» Quoted text
Benchmarking a Deterministic Router for Mission-Critical Small Networks

Background:

Mission-critical small networks such as airplanes, cars, smart grids and industrial production sites require deterministic guarantees on the latency and the jitter with extremely low data loss rate so that their applications behave correctly. Such networks do not require high-end carrier-grade routers with huge capacity; the target latency is of the order of 1 ms with up to few hundreds of kilobits per seconds of network throughput.

Within this context, we would like to set-up a benchmark for a deterministic router based on a low-cost and low-capacity network device. Our target is the ZODIAC FX [1]. It is the first OpenFlow switch designed to sit on a desk, not in a datacenter. It comes with an open source firmware that allows researchers to benchmark their own protocols.

» Provided data
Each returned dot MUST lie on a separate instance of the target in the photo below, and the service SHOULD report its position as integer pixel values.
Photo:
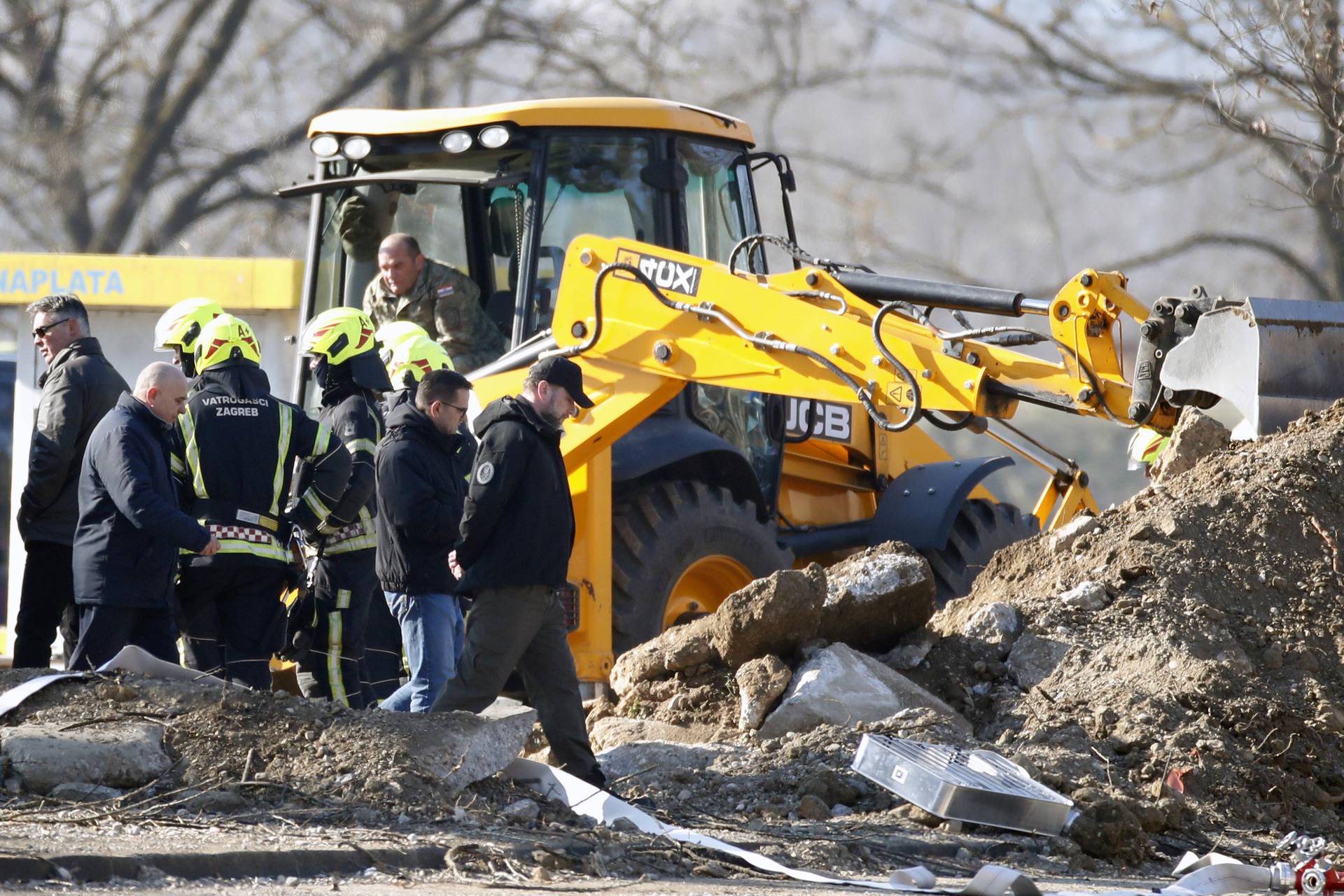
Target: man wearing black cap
(518, 531)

» Set problem A
From the deterministic router text, return the passage that begins at the words "Benchmarking a Deterministic" and stops after "of network throughput.".
» Set problem B
Answer these questions from the deterministic router text:
(i) What target latency does it give for mission-critical small networks?
(ii) Which device does it name as the target for the benchmark?
(iii) What does that device's open source firmware allow researchers to do?
» Set problem C
Summarize the deterministic router text in two sentences.

» Task answer A
Benchmarking a Deterministic Router for Mission-Critical Small Networks

Background:

Mission-critical small networks such as airplanes, cars, smart grids and industrial production sites require deterministic guarantees on the latency and the jitter with extremely low data loss rate so that their applications behave correctly. Such networks do not require high-end carrier-grade routers with huge capacity; the target latency is of the order of 1 ms with up to few hundreds of kilobits per seconds of network throughput.

» Task answer B
(i) Of the order of 1 ms.
(ii) The ZODIAC FX.
(iii) Benchmark their own protocols.

» Task answer C
Mission-critical small networks such as airplanes, cars, smart grids and industrial production sites need deterministic guarantees on latency and jitter with extremely low data loss, but they do not need high-capacity carrier-grade routers, since the target latency is of the order of 1 ms with up to a few hundred kilobits per second of throughput. The authors plan to set up a benchmark for a deterministic router on a low-cost, low-capacity device, the ZODIAC FX, a desktop OpenFlow switch whose open source firmware lets researchers benchmark their own protocols.